WORK TO COMPLETE:
Take the lines below between the one holding "Task: locate the crack in concrete." and the one holding "Task: locate the white road marking.", inclusive, and copy them exactly. Add nothing.

DATA EXCERPTS:
****************

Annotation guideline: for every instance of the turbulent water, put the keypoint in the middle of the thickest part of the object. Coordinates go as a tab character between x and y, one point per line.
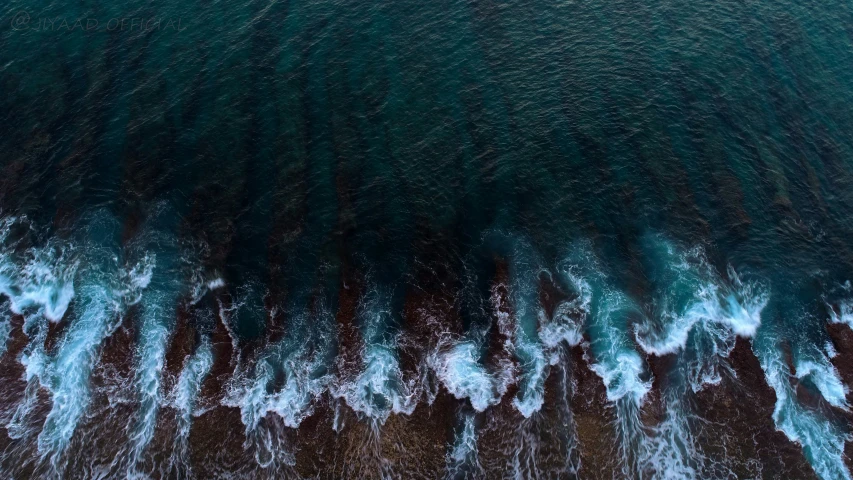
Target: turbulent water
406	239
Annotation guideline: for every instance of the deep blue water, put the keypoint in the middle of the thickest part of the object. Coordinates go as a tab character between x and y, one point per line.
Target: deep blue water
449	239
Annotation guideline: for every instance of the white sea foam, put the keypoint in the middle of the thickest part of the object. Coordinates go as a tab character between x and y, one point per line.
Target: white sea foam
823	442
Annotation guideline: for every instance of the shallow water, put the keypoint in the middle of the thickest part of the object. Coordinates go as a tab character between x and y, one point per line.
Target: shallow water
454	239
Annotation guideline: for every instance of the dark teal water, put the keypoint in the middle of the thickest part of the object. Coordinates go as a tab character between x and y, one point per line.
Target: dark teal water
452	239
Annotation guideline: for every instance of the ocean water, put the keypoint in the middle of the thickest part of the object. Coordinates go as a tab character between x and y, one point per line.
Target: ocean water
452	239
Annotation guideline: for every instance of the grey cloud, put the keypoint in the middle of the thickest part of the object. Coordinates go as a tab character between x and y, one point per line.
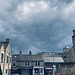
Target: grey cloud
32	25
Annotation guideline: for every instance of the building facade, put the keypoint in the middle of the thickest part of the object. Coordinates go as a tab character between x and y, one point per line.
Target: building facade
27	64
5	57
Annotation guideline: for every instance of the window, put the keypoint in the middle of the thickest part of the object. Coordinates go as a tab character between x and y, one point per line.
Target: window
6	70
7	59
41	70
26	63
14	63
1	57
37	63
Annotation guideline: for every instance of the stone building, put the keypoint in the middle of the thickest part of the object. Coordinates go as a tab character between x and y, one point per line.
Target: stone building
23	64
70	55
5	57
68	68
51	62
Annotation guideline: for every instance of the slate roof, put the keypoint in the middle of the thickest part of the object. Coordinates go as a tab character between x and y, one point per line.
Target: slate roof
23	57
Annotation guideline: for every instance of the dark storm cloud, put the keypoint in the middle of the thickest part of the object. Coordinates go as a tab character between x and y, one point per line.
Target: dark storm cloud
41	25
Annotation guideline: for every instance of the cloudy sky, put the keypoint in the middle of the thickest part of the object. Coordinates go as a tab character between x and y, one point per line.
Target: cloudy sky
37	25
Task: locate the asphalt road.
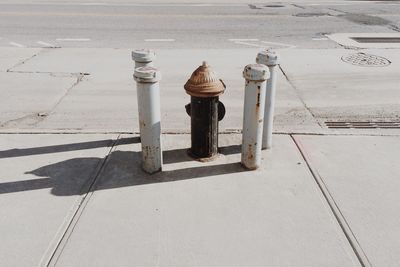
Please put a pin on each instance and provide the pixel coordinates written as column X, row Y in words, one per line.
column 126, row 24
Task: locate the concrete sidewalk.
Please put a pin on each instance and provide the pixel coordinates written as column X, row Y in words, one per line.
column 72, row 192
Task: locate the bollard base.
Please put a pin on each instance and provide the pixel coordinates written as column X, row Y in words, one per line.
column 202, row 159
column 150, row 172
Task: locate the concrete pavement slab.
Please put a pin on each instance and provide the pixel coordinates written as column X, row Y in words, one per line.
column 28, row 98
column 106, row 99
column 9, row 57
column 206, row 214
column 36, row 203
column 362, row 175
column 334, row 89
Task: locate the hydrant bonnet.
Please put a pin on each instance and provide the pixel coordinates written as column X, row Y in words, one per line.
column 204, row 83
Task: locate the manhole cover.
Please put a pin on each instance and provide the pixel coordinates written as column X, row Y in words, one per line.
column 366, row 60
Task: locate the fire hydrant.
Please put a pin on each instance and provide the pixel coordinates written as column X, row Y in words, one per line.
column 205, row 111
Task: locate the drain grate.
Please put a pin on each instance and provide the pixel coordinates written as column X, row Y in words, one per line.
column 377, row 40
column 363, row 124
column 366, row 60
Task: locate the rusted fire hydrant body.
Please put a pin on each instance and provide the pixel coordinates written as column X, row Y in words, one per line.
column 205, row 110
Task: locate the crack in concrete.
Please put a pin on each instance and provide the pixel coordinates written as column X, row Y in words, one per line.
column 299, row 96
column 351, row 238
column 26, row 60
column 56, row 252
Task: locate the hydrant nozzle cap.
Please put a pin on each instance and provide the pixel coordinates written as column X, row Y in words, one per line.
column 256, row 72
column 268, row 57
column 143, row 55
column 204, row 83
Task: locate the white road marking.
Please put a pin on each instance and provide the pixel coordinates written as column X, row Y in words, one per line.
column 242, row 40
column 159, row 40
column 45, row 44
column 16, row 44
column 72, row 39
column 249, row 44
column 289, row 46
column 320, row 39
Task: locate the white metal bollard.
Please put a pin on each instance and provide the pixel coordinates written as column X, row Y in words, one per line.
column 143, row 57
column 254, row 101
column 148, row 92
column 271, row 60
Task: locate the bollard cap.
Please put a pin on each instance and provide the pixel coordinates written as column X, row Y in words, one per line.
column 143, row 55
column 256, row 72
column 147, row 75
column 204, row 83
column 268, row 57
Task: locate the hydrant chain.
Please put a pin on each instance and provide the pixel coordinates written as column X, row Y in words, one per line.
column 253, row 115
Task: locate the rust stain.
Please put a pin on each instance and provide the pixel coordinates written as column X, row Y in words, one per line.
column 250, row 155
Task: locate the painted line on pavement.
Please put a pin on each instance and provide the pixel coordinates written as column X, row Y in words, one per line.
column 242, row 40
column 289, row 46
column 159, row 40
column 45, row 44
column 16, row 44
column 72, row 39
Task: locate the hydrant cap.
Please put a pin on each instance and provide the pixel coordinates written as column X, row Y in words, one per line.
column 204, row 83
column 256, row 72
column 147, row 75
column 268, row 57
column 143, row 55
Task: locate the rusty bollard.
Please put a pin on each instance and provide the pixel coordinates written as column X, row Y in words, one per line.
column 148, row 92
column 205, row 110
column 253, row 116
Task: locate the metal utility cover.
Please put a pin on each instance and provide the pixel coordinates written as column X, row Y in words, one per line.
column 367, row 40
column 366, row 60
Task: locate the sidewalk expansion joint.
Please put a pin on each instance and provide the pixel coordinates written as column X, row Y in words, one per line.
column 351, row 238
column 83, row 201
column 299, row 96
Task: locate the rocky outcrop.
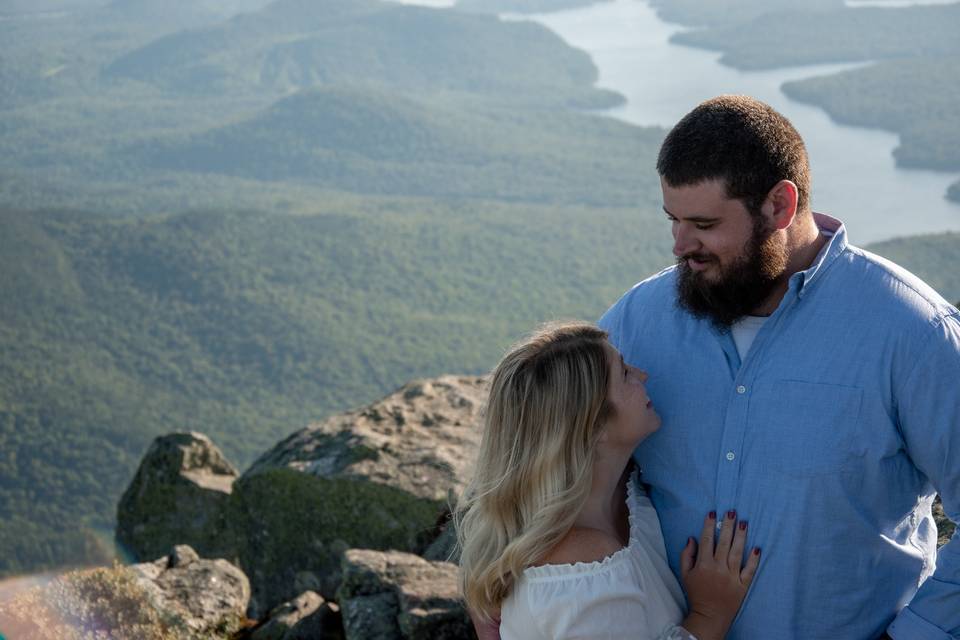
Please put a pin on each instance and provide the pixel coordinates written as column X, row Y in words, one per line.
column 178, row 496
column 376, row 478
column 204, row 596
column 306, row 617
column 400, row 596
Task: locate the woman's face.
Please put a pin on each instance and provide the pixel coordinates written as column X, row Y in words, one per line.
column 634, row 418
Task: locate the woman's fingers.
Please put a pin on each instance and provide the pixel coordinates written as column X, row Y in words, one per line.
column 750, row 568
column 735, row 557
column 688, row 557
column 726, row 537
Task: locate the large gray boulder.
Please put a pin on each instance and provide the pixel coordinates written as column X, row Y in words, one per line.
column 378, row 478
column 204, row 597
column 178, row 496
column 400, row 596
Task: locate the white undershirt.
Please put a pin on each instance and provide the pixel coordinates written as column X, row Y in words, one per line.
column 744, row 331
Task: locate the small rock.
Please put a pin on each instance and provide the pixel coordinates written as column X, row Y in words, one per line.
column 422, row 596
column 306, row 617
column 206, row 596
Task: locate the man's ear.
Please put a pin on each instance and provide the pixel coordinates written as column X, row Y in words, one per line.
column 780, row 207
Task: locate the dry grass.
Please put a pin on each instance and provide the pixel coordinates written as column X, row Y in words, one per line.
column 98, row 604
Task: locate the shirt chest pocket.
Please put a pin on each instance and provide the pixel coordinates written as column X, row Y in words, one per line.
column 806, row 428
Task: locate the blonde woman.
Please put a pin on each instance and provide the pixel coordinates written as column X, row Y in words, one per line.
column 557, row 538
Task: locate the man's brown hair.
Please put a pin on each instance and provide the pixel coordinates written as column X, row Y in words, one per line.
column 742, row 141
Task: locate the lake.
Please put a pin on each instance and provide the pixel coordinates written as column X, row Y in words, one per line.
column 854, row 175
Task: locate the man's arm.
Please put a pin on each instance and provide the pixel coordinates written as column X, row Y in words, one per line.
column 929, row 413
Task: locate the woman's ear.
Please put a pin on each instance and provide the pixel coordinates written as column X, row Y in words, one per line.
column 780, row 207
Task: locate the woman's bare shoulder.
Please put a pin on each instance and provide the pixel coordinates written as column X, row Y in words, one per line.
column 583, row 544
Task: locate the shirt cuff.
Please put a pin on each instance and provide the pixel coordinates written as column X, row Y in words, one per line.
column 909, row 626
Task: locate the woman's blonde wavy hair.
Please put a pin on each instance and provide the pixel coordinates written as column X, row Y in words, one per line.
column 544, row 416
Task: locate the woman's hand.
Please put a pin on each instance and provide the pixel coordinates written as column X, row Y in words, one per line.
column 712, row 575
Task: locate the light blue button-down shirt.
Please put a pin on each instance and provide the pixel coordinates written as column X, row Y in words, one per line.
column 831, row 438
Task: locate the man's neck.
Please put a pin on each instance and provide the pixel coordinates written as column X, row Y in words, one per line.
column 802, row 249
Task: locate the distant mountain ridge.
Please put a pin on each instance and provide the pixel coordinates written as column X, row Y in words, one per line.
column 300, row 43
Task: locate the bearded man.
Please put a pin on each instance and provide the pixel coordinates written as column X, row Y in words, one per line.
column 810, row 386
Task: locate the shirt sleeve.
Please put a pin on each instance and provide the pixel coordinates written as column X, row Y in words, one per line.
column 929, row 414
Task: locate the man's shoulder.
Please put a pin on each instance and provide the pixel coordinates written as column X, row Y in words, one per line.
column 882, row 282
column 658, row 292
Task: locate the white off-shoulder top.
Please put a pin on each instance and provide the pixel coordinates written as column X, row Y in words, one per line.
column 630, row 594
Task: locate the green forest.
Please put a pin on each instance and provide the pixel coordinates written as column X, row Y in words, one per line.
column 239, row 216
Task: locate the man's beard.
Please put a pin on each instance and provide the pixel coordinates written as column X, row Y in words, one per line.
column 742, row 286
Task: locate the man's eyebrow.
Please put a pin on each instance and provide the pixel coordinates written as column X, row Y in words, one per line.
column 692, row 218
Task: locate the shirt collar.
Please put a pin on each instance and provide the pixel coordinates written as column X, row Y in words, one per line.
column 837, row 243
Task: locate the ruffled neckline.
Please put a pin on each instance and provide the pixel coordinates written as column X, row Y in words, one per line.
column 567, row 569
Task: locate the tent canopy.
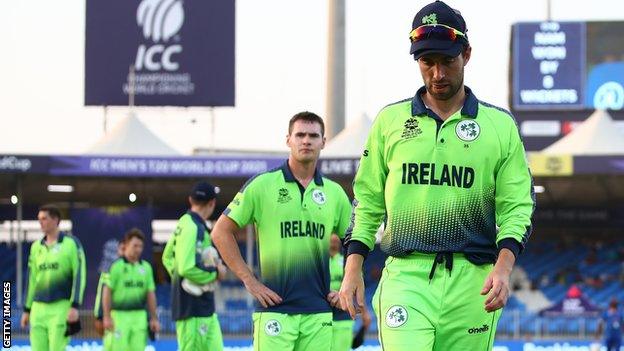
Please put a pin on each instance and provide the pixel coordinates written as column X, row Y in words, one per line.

****************

FINISHED EXERCISE:
Task: locate the crack in concrete.
Please put a pin on each instance and provide the pixel coordinates written as column X, row Y in words, one per line.
column 299, row 96
column 351, row 238
column 26, row 60
column 56, row 252
Task: locate the hydrant nozzle cap.
Please put a pin on each instance and provide the pixel coordinates written as column X, row Y in words, one per line.
column 256, row 72
column 268, row 57
column 143, row 55
column 204, row 83
Task: locate the white road marking.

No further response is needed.